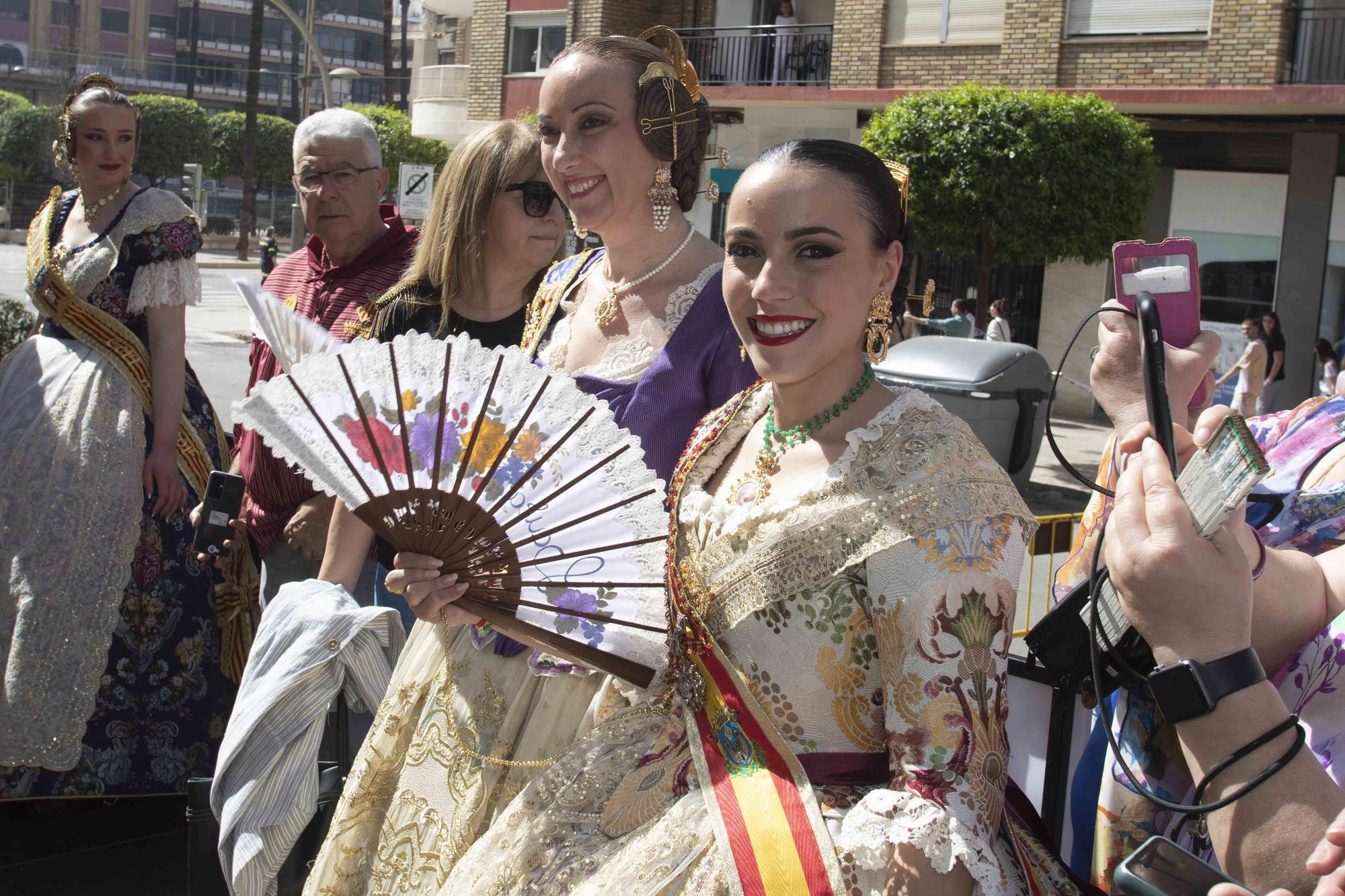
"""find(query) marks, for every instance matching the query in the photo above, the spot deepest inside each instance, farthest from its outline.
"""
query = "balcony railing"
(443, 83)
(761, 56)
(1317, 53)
+++
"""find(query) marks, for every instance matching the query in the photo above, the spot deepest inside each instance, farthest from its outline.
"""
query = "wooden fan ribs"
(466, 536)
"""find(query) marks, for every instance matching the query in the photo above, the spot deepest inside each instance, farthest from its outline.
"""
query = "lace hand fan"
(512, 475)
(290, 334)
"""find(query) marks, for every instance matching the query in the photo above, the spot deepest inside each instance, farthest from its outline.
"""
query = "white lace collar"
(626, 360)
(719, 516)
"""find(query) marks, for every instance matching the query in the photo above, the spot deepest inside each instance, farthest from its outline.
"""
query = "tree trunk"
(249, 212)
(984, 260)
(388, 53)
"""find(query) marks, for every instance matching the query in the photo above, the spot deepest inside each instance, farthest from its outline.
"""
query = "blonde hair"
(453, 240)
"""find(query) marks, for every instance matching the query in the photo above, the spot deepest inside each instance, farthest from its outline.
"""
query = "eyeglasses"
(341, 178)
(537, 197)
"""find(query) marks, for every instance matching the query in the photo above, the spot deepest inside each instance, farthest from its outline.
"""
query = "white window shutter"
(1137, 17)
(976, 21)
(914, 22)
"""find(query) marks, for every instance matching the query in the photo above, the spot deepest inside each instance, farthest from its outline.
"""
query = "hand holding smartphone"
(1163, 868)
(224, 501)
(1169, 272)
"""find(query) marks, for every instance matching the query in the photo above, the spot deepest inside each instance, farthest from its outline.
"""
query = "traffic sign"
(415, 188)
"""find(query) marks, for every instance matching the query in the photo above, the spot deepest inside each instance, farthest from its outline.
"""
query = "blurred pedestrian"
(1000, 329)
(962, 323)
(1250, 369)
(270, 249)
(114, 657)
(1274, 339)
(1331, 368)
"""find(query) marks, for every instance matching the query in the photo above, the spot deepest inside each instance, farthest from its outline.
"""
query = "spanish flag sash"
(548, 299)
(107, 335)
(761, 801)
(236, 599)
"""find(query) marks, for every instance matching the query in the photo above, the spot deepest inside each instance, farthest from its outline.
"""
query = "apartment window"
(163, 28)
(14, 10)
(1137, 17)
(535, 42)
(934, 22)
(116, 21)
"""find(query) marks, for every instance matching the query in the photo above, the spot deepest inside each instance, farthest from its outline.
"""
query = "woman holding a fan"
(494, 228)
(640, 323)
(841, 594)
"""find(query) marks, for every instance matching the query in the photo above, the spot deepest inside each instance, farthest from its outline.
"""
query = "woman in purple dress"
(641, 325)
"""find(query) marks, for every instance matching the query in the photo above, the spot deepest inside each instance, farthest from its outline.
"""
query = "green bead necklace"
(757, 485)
+++
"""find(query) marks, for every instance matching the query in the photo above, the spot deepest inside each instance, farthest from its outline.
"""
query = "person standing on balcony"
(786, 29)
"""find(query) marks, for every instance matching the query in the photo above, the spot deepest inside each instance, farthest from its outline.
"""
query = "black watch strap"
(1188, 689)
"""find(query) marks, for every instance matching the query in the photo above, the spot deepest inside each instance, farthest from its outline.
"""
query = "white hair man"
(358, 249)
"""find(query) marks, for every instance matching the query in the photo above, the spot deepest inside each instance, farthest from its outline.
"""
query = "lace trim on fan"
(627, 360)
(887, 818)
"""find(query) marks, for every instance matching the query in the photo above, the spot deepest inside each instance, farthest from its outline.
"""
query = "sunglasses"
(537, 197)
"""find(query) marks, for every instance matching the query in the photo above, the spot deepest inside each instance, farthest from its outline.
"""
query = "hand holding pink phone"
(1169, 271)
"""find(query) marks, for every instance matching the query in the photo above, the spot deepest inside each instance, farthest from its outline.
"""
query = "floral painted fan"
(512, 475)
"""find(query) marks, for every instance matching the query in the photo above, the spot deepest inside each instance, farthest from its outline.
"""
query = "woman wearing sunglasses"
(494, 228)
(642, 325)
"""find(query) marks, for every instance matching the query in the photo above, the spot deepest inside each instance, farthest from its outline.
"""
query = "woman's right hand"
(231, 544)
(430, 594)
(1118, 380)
+++
Task details: Pull out every line of the data above that contains the word "white", and list those lines.

Completed exercise:
query = "white lace collar"
query = "white window shutter"
query = "white hair man"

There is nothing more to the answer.